*Consigne:* D'après le texte sur la violence et le pouvoir, dans quel but Lénine promeut-il « une politique de la violence » ?

*Texte:*

+--

Après ce préliminaire, G.L retombe dans son péché mignon d’accumuler les citations et les références sans véritablement approfondir les assertions. C’est là qu’il faudra reprendre patiemment l’écheveau et en suivre les fils conducteurs. Lénine promeut « une politique de la violence » dans le but d’asseoir la dictature du prolétariat. Les marxistes patouilleront allègrement dans la mélasse faute d’avoir approfondi la question et d’être restés au niveau des textes fondateurs (et simplistes) de Marx/Engels. S’il n’y a pas de différence de nature ou de genre entre le pouvoir et la violence, position classique du credo philosophico-politique, une question naïve vient à l’esprit : Refuser la violence, c’est refuser la politique ??? Pas si simple, le réductionnisme des intellectuels patentés ne fait pas avancer le schmilblick.

⠀ L’introduction de la force et du droit comme substituts neutres dans la gestion des conflits est une dérobade indigne. Pour beaucoup, la cause est entendue : « La violence accouche toute société, « en travail » ou pas, et tout pouvoir lui doit sa naissance » (p.200). Henri Lefebvre : « Tout État naît de la violence et le pouvoir étatique ne persiste que par la violence exercée sur un espace », in la Production de l’espace (p.323).

+--

*Lignes conservées:*

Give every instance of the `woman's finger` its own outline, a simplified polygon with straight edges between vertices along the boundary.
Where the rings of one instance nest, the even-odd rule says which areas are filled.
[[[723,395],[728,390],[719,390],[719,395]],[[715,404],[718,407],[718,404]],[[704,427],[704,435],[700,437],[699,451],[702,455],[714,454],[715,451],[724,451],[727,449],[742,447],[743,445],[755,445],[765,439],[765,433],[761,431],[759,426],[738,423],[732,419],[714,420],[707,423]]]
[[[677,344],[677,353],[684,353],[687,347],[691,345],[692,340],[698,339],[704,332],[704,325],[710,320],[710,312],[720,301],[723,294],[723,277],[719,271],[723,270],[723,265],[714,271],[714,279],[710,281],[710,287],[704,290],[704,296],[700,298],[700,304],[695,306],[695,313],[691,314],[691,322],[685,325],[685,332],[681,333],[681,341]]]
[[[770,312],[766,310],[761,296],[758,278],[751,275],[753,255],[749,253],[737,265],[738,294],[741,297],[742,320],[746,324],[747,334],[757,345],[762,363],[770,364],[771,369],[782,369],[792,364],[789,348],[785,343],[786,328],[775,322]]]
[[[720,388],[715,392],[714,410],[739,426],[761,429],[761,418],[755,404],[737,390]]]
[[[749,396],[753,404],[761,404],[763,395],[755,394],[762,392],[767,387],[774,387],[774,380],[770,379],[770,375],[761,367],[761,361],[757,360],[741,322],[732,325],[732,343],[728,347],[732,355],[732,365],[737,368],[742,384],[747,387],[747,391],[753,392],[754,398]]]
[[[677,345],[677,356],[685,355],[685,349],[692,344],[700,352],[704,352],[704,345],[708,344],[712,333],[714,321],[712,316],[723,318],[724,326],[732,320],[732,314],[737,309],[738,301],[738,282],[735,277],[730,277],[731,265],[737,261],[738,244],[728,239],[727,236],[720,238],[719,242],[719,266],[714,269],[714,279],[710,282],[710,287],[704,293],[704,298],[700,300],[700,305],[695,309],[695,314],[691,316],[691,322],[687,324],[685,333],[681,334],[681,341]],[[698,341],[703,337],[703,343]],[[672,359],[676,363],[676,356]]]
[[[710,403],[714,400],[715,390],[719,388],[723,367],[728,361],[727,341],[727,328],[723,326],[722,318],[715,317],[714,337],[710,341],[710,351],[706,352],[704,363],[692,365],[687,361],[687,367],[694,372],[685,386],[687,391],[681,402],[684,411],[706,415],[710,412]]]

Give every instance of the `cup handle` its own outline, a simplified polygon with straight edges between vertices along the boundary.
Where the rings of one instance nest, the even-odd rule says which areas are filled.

+--

*Corrigé:* Dans le but d'asseoir la dictature du prolétariat.